• What needs to be done
The data below should be transcribed in full, with no picture included.

(Stored entries)
:::
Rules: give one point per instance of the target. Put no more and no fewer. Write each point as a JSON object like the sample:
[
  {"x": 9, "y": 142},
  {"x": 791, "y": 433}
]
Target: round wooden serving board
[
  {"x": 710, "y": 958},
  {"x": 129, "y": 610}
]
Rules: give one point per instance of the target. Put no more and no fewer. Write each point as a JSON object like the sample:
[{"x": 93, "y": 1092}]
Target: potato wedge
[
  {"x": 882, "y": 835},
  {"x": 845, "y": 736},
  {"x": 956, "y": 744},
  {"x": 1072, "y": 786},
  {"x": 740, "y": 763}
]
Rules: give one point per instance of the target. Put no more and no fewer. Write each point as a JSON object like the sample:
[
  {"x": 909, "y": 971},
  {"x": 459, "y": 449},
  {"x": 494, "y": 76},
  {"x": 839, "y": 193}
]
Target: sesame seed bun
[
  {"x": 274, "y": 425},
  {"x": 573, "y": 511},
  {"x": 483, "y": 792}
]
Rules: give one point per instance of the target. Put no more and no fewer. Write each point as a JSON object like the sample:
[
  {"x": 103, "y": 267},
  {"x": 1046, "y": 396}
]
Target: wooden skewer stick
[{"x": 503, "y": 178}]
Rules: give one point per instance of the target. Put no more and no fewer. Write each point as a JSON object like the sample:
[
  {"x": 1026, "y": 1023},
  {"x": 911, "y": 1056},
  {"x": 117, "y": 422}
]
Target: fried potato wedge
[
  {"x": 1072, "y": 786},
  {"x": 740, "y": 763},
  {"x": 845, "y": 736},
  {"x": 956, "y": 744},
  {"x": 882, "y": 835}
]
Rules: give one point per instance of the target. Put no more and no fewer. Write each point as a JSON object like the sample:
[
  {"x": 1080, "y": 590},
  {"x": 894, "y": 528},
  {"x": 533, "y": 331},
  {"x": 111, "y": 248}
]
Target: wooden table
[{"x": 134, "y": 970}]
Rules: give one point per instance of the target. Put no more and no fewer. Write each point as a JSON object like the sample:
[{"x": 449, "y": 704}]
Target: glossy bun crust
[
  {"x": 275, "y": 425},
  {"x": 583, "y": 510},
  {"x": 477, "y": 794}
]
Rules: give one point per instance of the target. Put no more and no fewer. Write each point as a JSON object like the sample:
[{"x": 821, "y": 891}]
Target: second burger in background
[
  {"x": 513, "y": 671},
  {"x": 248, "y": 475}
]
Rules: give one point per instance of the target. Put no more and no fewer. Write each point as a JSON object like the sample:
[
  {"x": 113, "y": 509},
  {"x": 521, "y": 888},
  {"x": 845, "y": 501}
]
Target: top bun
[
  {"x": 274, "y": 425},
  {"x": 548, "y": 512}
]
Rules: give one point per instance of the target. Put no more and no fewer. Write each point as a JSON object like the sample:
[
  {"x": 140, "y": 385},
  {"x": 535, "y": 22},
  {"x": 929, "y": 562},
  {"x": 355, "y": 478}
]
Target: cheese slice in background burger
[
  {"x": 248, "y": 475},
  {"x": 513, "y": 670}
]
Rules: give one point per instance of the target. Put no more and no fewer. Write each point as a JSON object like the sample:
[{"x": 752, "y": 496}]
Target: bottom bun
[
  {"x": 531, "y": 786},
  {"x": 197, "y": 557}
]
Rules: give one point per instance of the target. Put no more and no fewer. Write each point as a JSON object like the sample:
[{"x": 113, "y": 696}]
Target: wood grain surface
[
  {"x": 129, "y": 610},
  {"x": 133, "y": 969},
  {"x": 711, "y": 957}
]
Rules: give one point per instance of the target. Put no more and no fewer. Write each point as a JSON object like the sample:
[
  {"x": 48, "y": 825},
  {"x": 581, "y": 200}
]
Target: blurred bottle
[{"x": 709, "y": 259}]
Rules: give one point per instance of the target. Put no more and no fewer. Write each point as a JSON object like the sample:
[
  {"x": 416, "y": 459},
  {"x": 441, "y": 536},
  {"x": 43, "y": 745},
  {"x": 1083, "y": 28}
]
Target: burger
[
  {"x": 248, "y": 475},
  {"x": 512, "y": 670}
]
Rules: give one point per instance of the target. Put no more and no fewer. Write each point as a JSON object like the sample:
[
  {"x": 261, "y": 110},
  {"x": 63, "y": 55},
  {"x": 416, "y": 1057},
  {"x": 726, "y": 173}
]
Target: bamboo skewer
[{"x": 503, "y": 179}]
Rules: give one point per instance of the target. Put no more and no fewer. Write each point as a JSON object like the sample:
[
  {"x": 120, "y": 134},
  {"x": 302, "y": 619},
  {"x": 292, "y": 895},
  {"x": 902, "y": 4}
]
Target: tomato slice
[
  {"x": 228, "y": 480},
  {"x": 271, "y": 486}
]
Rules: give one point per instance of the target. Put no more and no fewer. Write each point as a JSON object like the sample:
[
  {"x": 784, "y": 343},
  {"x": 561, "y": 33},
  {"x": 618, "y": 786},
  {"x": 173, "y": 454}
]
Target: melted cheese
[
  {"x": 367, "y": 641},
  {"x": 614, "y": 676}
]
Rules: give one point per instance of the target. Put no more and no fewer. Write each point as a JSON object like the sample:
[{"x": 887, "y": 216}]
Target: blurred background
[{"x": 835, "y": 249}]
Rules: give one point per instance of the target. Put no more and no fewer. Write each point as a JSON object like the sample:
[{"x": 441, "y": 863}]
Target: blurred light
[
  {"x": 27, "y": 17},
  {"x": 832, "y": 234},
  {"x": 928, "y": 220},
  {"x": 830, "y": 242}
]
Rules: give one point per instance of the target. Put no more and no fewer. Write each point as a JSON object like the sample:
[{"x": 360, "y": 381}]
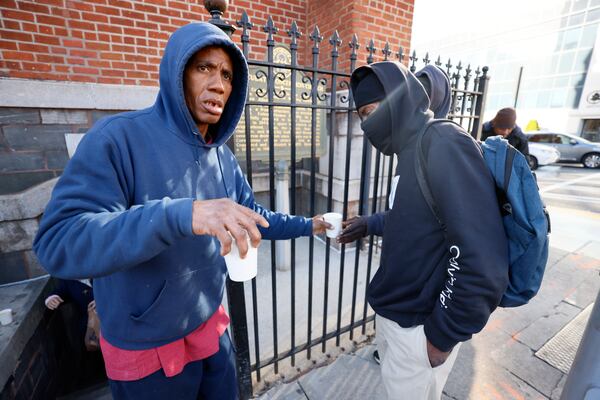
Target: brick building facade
[
  {"x": 66, "y": 63},
  {"x": 102, "y": 42}
]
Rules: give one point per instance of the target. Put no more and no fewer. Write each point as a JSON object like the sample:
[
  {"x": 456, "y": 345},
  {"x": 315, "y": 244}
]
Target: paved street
[{"x": 501, "y": 361}]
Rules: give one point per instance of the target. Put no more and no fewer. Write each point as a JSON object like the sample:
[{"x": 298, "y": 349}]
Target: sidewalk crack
[{"x": 303, "y": 391}]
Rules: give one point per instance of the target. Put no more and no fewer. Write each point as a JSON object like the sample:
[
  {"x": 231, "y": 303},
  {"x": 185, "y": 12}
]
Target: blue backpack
[{"x": 525, "y": 218}]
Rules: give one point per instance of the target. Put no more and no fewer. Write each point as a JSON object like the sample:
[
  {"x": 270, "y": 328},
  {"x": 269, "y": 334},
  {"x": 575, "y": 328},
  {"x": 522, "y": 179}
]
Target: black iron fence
[{"x": 305, "y": 114}]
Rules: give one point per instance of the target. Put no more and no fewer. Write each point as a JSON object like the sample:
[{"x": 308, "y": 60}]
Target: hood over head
[
  {"x": 182, "y": 45},
  {"x": 440, "y": 94},
  {"x": 401, "y": 114}
]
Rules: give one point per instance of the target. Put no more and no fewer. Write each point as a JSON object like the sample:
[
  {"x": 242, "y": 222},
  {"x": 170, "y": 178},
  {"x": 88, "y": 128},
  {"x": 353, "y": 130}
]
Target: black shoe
[{"x": 376, "y": 357}]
:::
• Your solution
Rules: give one point per instance of the target. Put no more and no fewer. Write each point as a JSON object like the sample:
[
  {"x": 9, "y": 142},
  {"x": 791, "y": 433}
]
Target: round wooden serving board
[
  {"x": 710, "y": 958},
  {"x": 129, "y": 610}
]
Rules: give one point per instance of the target. Put no more and no fewer. Write each point as a JSON object like the sample:
[{"x": 93, "y": 1092}]
Target: potato wedge
[
  {"x": 882, "y": 835},
  {"x": 845, "y": 736},
  {"x": 956, "y": 744},
  {"x": 1072, "y": 786},
  {"x": 740, "y": 763}
]
Rules: give one point per instance of the target. Put no more and no fewer. Write each point as a JSON object like the sample:
[
  {"x": 909, "y": 971},
  {"x": 459, "y": 449},
  {"x": 494, "y": 76},
  {"x": 839, "y": 193}
]
Target: sesame seed bun
[
  {"x": 274, "y": 425},
  {"x": 573, "y": 511},
  {"x": 483, "y": 792}
]
Rules: give one point per instance of the target. Put no more and no fewer. Write each point as a JSON object like the sample:
[
  {"x": 103, "y": 267},
  {"x": 1046, "y": 396}
]
Target: wooden skewer stick
[{"x": 503, "y": 178}]
Rules: give one point per instance of the target. Put no more and no fewer. Write each point as a JSON object like the sample:
[
  {"x": 1026, "y": 1023},
  {"x": 911, "y": 1056},
  {"x": 117, "y": 422}
]
Target: fried potato wedge
[
  {"x": 1072, "y": 786},
  {"x": 740, "y": 763},
  {"x": 845, "y": 736},
  {"x": 956, "y": 744},
  {"x": 882, "y": 835}
]
Rules: give one point per instance of the target. Put no more and no fewer. Write each point as a JSON object like the sample:
[
  {"x": 1080, "y": 590},
  {"x": 894, "y": 528},
  {"x": 533, "y": 331},
  {"x": 111, "y": 248}
]
Target: wooden table
[{"x": 134, "y": 970}]
Rules: give one point per instance of the target. Put no more and no fewer. Write each point as a JSON object like the sample:
[{"x": 449, "y": 704}]
Target: glossy bun crust
[
  {"x": 275, "y": 425},
  {"x": 583, "y": 510},
  {"x": 477, "y": 794}
]
Rules: give one point per instance of the target. Put no more and no fewer. Write each point as a JSON object like the sample:
[{"x": 821, "y": 891}]
Target: second burger in background
[
  {"x": 513, "y": 671},
  {"x": 248, "y": 475}
]
Rules: give one point per instance of the target. Put no more and no fewer. Write each point as a JSON object like the sample:
[
  {"x": 113, "y": 509},
  {"x": 521, "y": 888},
  {"x": 845, "y": 501}
]
Target: top bun
[
  {"x": 274, "y": 425},
  {"x": 548, "y": 512}
]
Rules: give one point per instance of the target. Put no more and no fewer. Write each point as a JSON object like the sample:
[
  {"x": 140, "y": 385},
  {"x": 535, "y": 22},
  {"x": 929, "y": 562},
  {"x": 355, "y": 478}
]
Target: cheese slice in background burger
[
  {"x": 248, "y": 475},
  {"x": 513, "y": 670}
]
Rules: give one point per instance of the target. Put no more and no fewer. Write each point as a JSON object like the sample:
[{"x": 752, "y": 496}]
Target: bottom bun
[
  {"x": 531, "y": 786},
  {"x": 197, "y": 557}
]
Rules: give one point per instance of the target. Put no more and no fewer. Write each point as a JSON object like the sample:
[{"x": 113, "y": 696}]
Target: wood grain surface
[
  {"x": 129, "y": 610},
  {"x": 133, "y": 969},
  {"x": 711, "y": 957}
]
Rules: give one point per instance of the target. Put no more and no fewer. Write each point as a JSON object like the sample:
[
  {"x": 48, "y": 825},
  {"x": 581, "y": 200}
]
Target: blurred bottle
[{"x": 709, "y": 259}]
Rules: give one point per instance of the target. Put no more and no fewer. Write each point as a JSON object like the sample:
[
  {"x": 416, "y": 459},
  {"x": 441, "y": 536},
  {"x": 43, "y": 745},
  {"x": 1083, "y": 28}
]
Target: burger
[
  {"x": 248, "y": 475},
  {"x": 512, "y": 670}
]
Rules: give one point per instance of the target. Put no more and no fewer. Write each point as a JSON object like the sample:
[
  {"x": 261, "y": 110},
  {"x": 63, "y": 55},
  {"x": 416, "y": 1057},
  {"x": 726, "y": 173}
]
Target: bamboo skewer
[{"x": 503, "y": 179}]
Rules: give one point per instance of the target. Put no more and no fewer. Write each point as a JSON object like the sample:
[
  {"x": 120, "y": 134},
  {"x": 302, "y": 619},
  {"x": 292, "y": 895},
  {"x": 902, "y": 4}
]
Target: tomato slice
[
  {"x": 228, "y": 480},
  {"x": 271, "y": 486}
]
Rules: give one point per instance of the target. Put no more and no fewer. Write each point as a JSON object like the sample:
[
  {"x": 784, "y": 343},
  {"x": 561, "y": 33},
  {"x": 618, "y": 786},
  {"x": 173, "y": 454}
]
Target: melted cheese
[
  {"x": 367, "y": 641},
  {"x": 614, "y": 676}
]
Rules: give one point per instance of the target. Put no more and no fewer. Write each point as a JSON object like the sample:
[{"x": 887, "y": 216}]
Target: blurred background
[{"x": 835, "y": 249}]
Rules: give one point per instance of the target. Put no more and no fewer. Write each point as a JSON object like the sample:
[{"x": 441, "y": 863}]
Target: blurred light
[
  {"x": 27, "y": 17},
  {"x": 832, "y": 234},
  {"x": 928, "y": 220},
  {"x": 830, "y": 242}
]
Rules: give one point per instance of the target. Put no more and no fewer. Write each point as a JSON object like the sample:
[{"x": 360, "y": 381}]
Target: brick building facade
[
  {"x": 66, "y": 63},
  {"x": 102, "y": 42}
]
Rules: give one point per instance of the target. Put no more and no fewer. Write each point as a JSON object like the sample:
[
  {"x": 456, "y": 345},
  {"x": 315, "y": 244}
]
Target: paved street
[{"x": 501, "y": 361}]
Rules: give one point per instance of the target. Put no more and no fewer. Write each point as a JSON object like the sample:
[{"x": 298, "y": 349}]
Target: sidewalk crack
[{"x": 303, "y": 391}]
Rules: give one point per instance of the target. Put no more and no fewer. Write each point as a JSON object like the sample:
[
  {"x": 231, "y": 303},
  {"x": 185, "y": 12}
]
Target: blue backpack
[{"x": 525, "y": 218}]
Rules: give one point per instance of the target. Put no more and no fewer. Write each point as a JSON object like the sample:
[
  {"x": 270, "y": 328},
  {"x": 269, "y": 334},
  {"x": 575, "y": 328},
  {"x": 522, "y": 179}
]
Target: black iron fence
[{"x": 305, "y": 114}]
Rules: give one point per instance of the target. Put no more and no fewer. Write each point as a JSON object like the sample:
[{"x": 308, "y": 60}]
Target: hood over head
[
  {"x": 182, "y": 45},
  {"x": 440, "y": 94},
  {"x": 401, "y": 114}
]
Rules: give one point per instance of the target. Put no more and no fewer. Write each point as a JSON object like the sample:
[
  {"x": 242, "y": 222},
  {"x": 170, "y": 178},
  {"x": 88, "y": 128},
  {"x": 353, "y": 130}
]
Target: black shoe
[{"x": 376, "y": 357}]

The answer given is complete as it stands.